STATED PROBLEM:
Copy the rows from the line containing "of the rose" through the end of the rows, keeping the labeling requests unchanged but shifting every point coordinate in the answers up by 135. Leave the pictures out.

GIVEN DATA:
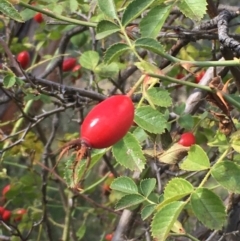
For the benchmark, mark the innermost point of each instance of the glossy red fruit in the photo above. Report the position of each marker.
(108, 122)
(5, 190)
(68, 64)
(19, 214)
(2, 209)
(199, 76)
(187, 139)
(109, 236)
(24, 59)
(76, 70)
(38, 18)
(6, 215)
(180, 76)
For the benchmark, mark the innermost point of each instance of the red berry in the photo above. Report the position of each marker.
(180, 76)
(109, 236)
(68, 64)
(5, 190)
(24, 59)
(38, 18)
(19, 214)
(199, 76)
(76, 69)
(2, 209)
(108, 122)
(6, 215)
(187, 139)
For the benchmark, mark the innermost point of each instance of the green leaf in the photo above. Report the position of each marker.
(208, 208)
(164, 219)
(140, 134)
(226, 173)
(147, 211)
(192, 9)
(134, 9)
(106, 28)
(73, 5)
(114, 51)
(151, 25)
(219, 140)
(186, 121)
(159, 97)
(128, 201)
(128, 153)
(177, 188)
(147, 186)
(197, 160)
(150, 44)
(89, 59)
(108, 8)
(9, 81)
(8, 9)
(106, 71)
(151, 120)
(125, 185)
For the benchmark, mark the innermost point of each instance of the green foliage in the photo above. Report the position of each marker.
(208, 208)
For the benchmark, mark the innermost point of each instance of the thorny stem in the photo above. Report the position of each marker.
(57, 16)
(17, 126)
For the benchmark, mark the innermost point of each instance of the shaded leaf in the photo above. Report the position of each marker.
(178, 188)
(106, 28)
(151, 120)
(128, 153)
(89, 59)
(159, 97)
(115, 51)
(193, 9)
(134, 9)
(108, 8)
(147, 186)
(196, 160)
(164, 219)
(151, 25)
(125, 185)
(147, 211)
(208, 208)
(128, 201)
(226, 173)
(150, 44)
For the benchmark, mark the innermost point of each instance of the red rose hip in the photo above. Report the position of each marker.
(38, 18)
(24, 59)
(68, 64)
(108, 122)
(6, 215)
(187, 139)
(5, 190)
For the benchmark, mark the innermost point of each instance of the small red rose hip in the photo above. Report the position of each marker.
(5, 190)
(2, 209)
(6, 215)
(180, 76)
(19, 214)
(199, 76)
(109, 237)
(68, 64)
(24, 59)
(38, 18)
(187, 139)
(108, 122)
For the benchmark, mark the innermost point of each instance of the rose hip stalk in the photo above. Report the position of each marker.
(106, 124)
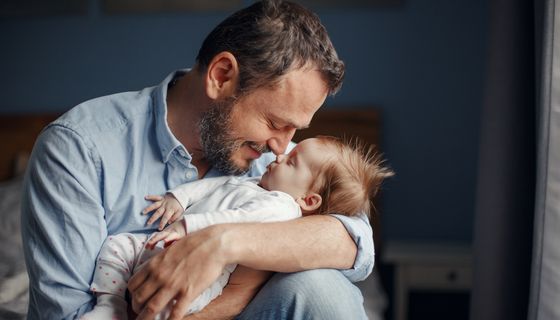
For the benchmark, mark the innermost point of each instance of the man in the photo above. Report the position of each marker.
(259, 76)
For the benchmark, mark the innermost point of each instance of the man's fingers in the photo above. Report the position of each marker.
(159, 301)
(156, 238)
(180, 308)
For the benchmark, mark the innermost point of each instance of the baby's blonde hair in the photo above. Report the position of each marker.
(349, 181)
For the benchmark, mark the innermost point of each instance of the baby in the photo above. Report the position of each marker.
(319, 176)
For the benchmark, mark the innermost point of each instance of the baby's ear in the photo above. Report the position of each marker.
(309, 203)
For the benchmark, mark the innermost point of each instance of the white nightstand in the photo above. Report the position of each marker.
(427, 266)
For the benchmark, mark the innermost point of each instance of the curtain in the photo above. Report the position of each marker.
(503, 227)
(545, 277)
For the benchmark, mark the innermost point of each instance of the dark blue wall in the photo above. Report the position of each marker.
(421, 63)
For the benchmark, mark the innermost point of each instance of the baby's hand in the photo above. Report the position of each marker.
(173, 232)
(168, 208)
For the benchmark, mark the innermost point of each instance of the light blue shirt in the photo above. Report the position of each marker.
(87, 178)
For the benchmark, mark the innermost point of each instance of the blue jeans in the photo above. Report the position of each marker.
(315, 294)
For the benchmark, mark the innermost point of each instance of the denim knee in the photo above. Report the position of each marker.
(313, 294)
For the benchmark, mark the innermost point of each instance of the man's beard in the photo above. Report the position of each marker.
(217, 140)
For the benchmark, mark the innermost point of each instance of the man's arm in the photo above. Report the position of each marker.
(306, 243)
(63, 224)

EXERCISE OUTPUT:
For the benchmark, mark the innermost point of each instance of the rose hip stalk in the photo above. Report the position of each marker.
(241, 259)
For the benchmark, mark the innermost point of each instance of the man in the photo above. Report the position of each marker.
(394, 211)
For the benchmark, mark the innermost point of each instance of the man's fingers in the photo above. Report the position of each marker.
(294, 436)
(291, 373)
(315, 443)
For the benchmark, mark the innermost point of each instance of the baby's blonde hair in the photo above. Report the position of each marker.
(484, 316)
For the benchmark, mark the innermost point of each instance of the baby in the photo above. Report the position of each marker.
(454, 311)
For the benchmark, mark the innermost point of each instance of the baby's ear in the photo above. Report the position of each marker.
(444, 338)
For the benchmark, mark the innermost point of each instance of the white nightstand in the photo above. Report the position of each marker.
(562, 401)
For the benchmark, mark the innermost point of each instance of the curtain in the photo above. Report the position of each marker.
(638, 362)
(680, 412)
For the benchmark, mark the innermost point of each instance of the dark blue wall in the photo above. Report the position of each marker.
(556, 198)
For the benchmark, mark the innermost point of each instance of the baby's hand in the photo above. Report the position of each marker.
(308, 367)
(303, 343)
For the benchmark, mark the innermost point of each instance of the light blue shirt in the photo above. Report the position of each marker.
(222, 313)
For the benchmark, mark the innermost point of each instance of the blue jeans in the photo above. Report the position of each marker.
(450, 429)
For the benchmark, mark the innermost point of each instance of the denim knee in the photo above. Report the position of each marker.
(448, 429)
For the benchmark, mark the innermost point of each instance of the man's beard in the photo above. Report the position of each marker.
(352, 275)
For the benchmark, mark the innermost point of each instance of the man's arm in the photo above. Report the position of each marker.
(441, 378)
(198, 359)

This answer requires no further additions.